WHAT YOU NEED TO DO >> In the material below, set out the lines from the one containing "indicate the sky, one dot per instance" through the one containing "Target: long brown hair" as a numbered list, leaving out blank lines.

RECORDS >>
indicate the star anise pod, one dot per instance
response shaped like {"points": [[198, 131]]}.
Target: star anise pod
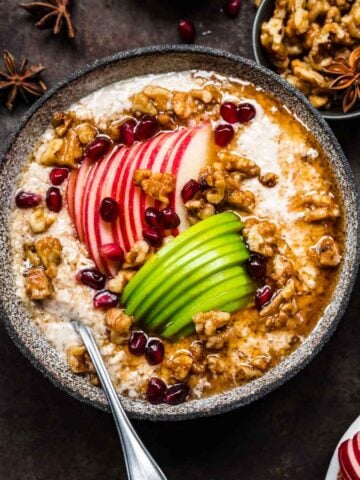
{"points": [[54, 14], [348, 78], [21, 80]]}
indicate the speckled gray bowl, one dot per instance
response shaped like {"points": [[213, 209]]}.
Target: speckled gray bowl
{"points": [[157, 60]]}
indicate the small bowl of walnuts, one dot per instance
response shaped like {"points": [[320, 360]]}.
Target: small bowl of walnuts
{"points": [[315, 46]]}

---

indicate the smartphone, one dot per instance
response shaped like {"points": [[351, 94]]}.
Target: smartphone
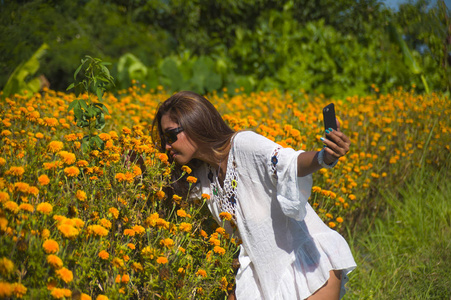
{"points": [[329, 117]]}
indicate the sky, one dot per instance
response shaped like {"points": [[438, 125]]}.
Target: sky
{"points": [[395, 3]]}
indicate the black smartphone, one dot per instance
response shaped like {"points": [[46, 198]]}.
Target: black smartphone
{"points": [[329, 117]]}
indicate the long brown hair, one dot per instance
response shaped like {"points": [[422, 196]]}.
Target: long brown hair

...

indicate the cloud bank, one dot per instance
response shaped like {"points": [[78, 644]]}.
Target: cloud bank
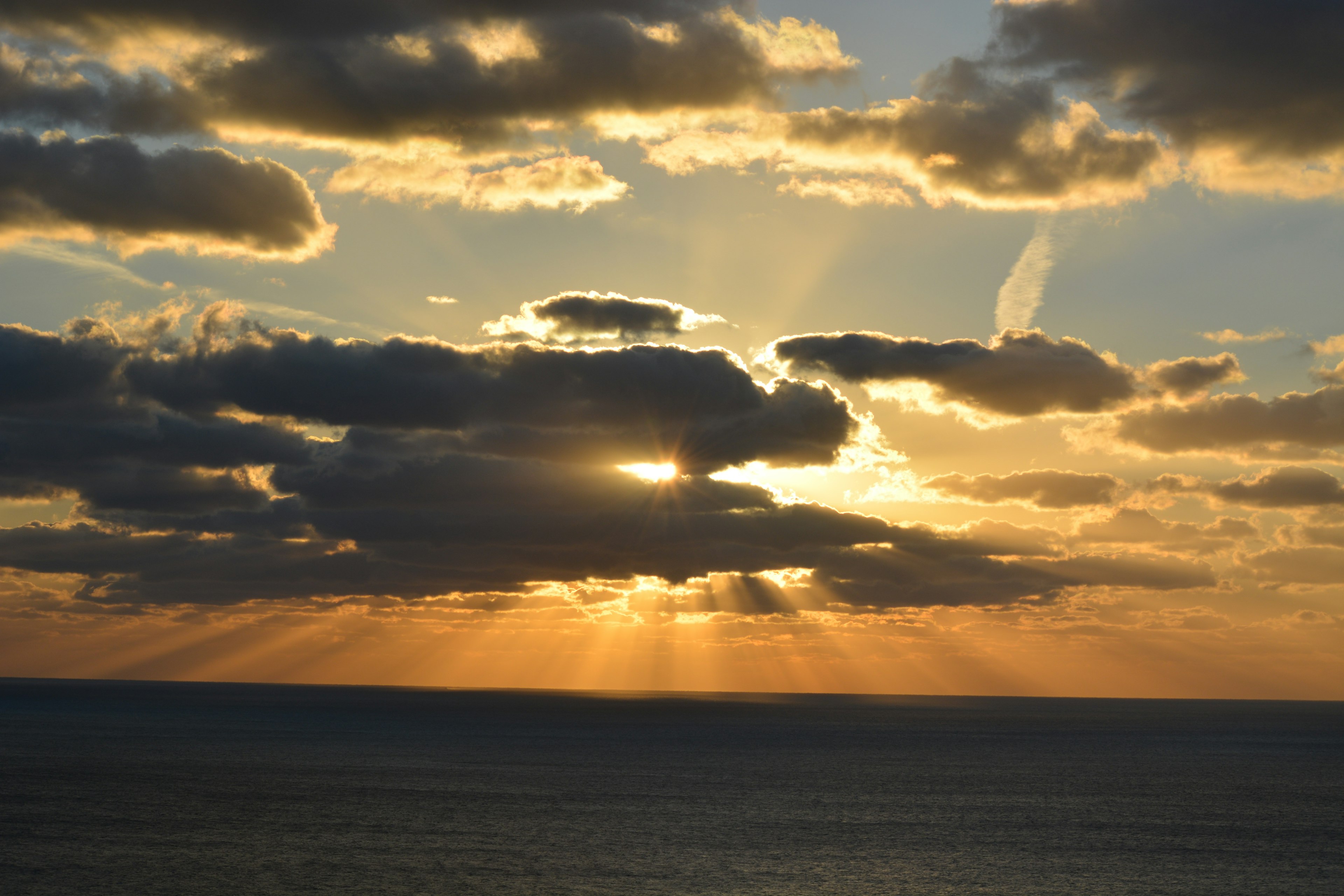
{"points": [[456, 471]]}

TASK RESPONSE >>
1. indicate the sky, one dot per instance
2. response shaped like {"points": [[438, 125]]}.
3. Target: sky
4. {"points": [[395, 3]]}
5. indicate the black smartphone, one dot per instance
6. response shaped like {"points": [[46, 198]]}.
7. Target: black smartphone
8. {"points": [[329, 117]]}
9. indicate the long brown hair, one dot per instance
10. response shaped like {"points": [[422, 196]]}.
11. Target: long brown hair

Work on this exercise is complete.